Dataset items

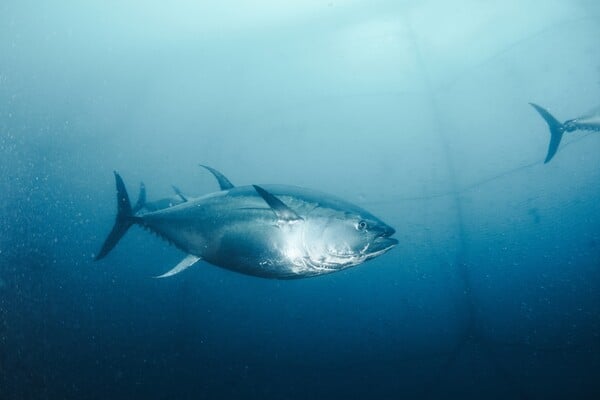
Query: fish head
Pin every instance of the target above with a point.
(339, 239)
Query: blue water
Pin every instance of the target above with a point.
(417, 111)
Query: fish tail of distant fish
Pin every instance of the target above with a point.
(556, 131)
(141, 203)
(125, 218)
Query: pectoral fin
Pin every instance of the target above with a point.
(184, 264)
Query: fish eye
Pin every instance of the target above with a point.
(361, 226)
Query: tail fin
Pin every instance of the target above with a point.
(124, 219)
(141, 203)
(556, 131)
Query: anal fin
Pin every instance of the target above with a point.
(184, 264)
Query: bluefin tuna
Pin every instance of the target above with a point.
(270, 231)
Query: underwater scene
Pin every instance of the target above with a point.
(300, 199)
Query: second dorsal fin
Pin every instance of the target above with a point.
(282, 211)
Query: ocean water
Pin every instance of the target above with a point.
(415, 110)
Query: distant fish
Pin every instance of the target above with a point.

### Instruction
Make an exact copy of the records above, with the pictures left out.

### Exercise answer
Query: fish head
Pin every instance of the target above with a point.
(339, 239)
Query: blue water
Pin every instance of the target above with a point.
(417, 111)
Query: fish tail of distant fish
Pin every instance of the target above with a point.
(556, 131)
(141, 203)
(125, 218)
Query: pectoral fin
Pin every instance of the target above with a point.
(184, 264)
Query: fish eye
Pin every instance of the target above with a point.
(361, 226)
Query: tail fin
Pin every instance of the target above with a point.
(124, 219)
(141, 203)
(556, 131)
Query: anal fin
Pin every instance of the target above with a point.
(184, 264)
Query: bluefin tuna
Pin every instance of the target above with a point.
(270, 231)
Query: underwater scene
Pin every instance of the target above with a point.
(300, 199)
Query: second dorsal fin
Pin every instance of the target above with a point.
(282, 211)
Query: ocean water
Pin every instance of the target above with a point.
(415, 110)
Query: distant fish
Pin every instance of the target above with a point.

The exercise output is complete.